• How to complete this task: To complete the exercise, write out all the data exactly.

• The input:
-.-.-
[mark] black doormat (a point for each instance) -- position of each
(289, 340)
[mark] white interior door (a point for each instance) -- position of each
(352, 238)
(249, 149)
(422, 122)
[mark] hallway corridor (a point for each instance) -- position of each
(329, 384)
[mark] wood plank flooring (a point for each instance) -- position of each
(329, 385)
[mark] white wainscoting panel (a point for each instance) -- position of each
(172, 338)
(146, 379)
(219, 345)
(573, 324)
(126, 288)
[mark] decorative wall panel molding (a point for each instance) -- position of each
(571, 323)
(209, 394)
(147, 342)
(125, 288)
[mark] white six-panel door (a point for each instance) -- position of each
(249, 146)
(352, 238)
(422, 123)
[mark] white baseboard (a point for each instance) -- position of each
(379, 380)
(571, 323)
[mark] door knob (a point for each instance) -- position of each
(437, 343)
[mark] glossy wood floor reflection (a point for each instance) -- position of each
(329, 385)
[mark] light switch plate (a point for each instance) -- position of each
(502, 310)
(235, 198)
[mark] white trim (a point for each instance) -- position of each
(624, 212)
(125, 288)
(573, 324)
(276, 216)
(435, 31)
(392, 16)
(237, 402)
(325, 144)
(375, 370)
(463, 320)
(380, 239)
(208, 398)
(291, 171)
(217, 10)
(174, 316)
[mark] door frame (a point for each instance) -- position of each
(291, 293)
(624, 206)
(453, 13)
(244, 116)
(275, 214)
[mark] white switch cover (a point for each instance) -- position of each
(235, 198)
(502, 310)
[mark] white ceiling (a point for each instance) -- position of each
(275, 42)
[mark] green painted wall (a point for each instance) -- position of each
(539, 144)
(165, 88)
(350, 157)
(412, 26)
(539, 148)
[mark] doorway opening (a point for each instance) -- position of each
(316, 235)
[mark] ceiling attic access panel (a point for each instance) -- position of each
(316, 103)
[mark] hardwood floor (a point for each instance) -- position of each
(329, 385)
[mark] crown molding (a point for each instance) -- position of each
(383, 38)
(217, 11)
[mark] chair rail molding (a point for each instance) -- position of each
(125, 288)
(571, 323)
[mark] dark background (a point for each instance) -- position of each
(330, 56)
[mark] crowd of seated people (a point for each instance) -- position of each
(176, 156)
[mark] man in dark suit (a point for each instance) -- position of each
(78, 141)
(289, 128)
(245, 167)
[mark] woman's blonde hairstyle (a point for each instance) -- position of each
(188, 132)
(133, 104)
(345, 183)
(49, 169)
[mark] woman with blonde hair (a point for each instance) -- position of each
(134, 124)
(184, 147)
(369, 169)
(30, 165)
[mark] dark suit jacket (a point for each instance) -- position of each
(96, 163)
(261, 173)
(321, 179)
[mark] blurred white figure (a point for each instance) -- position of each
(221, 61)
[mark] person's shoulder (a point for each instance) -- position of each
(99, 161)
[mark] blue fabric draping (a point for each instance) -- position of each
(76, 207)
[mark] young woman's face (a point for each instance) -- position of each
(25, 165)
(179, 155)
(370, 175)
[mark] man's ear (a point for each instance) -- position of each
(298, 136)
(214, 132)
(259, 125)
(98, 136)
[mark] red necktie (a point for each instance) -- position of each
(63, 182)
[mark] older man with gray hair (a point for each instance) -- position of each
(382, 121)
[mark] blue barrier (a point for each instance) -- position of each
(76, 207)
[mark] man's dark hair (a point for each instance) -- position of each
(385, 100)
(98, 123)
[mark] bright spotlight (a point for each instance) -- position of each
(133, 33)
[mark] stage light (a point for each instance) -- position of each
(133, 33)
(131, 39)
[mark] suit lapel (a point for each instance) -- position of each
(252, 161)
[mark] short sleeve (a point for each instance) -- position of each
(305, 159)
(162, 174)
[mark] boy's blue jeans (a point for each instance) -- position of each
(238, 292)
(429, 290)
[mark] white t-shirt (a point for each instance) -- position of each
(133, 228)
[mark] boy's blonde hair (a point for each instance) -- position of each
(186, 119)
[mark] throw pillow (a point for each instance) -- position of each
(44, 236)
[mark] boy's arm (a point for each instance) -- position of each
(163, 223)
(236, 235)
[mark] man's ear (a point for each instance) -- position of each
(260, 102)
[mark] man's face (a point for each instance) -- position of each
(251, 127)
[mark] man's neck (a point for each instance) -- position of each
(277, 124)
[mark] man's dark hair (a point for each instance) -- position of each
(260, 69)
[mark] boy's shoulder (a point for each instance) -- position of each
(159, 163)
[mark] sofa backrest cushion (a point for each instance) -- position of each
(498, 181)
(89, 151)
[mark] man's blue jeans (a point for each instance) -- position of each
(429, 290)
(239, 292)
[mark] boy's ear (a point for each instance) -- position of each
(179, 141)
-.-.-
• Solved exercise:
[mark] black doormat (a point for each instance) -- position of each
(289, 340)
[mark] white interior door (a point for each instance) -- position of each
(352, 238)
(249, 149)
(422, 122)
[mark] hallway corridor (a point for each instance) -- position of each
(329, 384)
[mark] wood plank flooring (a point for each instance) -- position of each
(329, 385)
[mark] white wainscoting panel (a point for each instance) -- position of each
(172, 338)
(146, 379)
(219, 345)
(573, 324)
(126, 288)
[mark] decorative wall panel molding (a point for each instance) -- position of each
(571, 323)
(209, 394)
(147, 342)
(125, 288)
[mark] white six-panel door (a point for each instance) -- position of each
(249, 146)
(352, 238)
(422, 123)
[mark] white baseboard (a point for each instance) -- position of each
(379, 380)
(571, 323)
[mark] door knob (a point for each instance) -- position of each
(437, 343)
[mark] glossy wood floor reflection (a point for each instance) -- position of each
(329, 385)
[mark] light switch plate (a point for each instance) -- position of each
(502, 310)
(235, 198)
[mark] white trim (a point for each instance) -- position of each
(624, 212)
(125, 288)
(573, 324)
(276, 216)
(435, 31)
(392, 16)
(237, 402)
(325, 144)
(375, 370)
(463, 320)
(380, 239)
(208, 398)
(291, 171)
(217, 10)
(174, 316)
[mark] door frame (a point for each instance) -- position of each
(291, 293)
(624, 206)
(453, 13)
(244, 116)
(275, 214)
[mark] white switch cover (a point for each instance) -- position of each
(235, 198)
(502, 310)
[mark] white ceiling (a point for each instance) -- position of each
(275, 42)
[mark] green painted wall (a point for each instance) -- position of each
(539, 144)
(165, 88)
(350, 157)
(412, 26)
(539, 148)
[mark] doorway opening (a point for each instance) -- position of each
(316, 235)
[mark] ceiling attic access panel (a point for each instance) -- position of each
(316, 103)
[mark] hardwood floor (a point for each instance) -- position of each
(329, 385)
[mark] crown molding (a point for each instance) -- position of each
(383, 38)
(217, 11)
[mark] chair rail molding (a point for each instance) -- position of each
(125, 288)
(571, 323)
[mark] dark background (a point for each instance) -- position of each
(330, 56)
[mark] crowd of seated people (a point for each instance) -- position of each
(176, 156)
[mark] man in dark suit (a point for each instance) -- position of each
(78, 141)
(289, 128)
(245, 167)
[mark] woman's blonde hairstyle (a point for each instance) -- position of each
(188, 132)
(133, 104)
(345, 183)
(49, 169)
[mark] woman with blonde hair (a point for each instance) -- position of each
(134, 124)
(184, 147)
(369, 169)
(30, 165)
[mark] dark suit jacket (a point for each instance) -- position of each
(96, 163)
(261, 173)
(321, 179)
[mark] blurred white figure (a point for each instance) -- position of each
(221, 61)
[mark] person's shoulder (a point for each instance) -- position of each
(99, 161)
[mark] blue fabric draping (a point for each instance) -- position of each
(76, 207)
[mark] young woman's face (a point for each instance) -- position of each
(25, 165)
(179, 155)
(370, 175)
[mark] man's ear (a point for each instance) -- position of each
(298, 136)
(214, 132)
(259, 125)
(98, 136)
[mark] red necktie (a point for each instance) -- position of each
(63, 182)
[mark] older man with gray hair (a point for each instance) -- position of each
(382, 121)
[mark] blue barrier (a point for each instance) -- position of each
(76, 207)
[mark] man's dark hair (a point for each instance) -- position of each
(385, 100)
(98, 123)
[mark] bright spotlight (a point for each instance) -- position of each
(133, 33)
[mark] stage light (a point for each instance) -- position of each
(133, 33)
(131, 39)
[mark] suit lapel (a point for each instance) -- position of each
(252, 161)
[mark] short sleeve (a point for each instance) -- position of each
(305, 159)
(162, 174)
[mark] boy's blue jeans (a point for each instance) -- position of each
(238, 292)
(429, 290)
[mark] white t-shirt (a point for each instance) -- position of each
(133, 228)
[mark] boy's blonde hair (a point for each instance) -- position of each
(186, 119)
[mark] throw pillow (a point for each instance) -- position of each
(44, 236)
[mark] boy's arm (a point for each instance) -- position of each
(163, 223)
(236, 235)
[mark] man's ear (a point for each instance) -- position of each
(260, 102)
[mark] man's face (a point for each instance) -- position of each
(251, 127)
[mark] man's neck (a point for each instance) -- position of each
(277, 124)
[mark] man's dark hair (a point for each instance) -- position of each
(260, 69)
[mark] boy's shoulder (a point for each instance) -- position of each
(159, 163)
[mark] sofa backrest cushion (a point for each instance) -- position of each
(498, 181)
(89, 151)
[mark] man's blue jeans (a point for each instance) -- position of each
(429, 290)
(239, 292)
[mark] boy's ear (a point for each instance) -- position of each
(179, 141)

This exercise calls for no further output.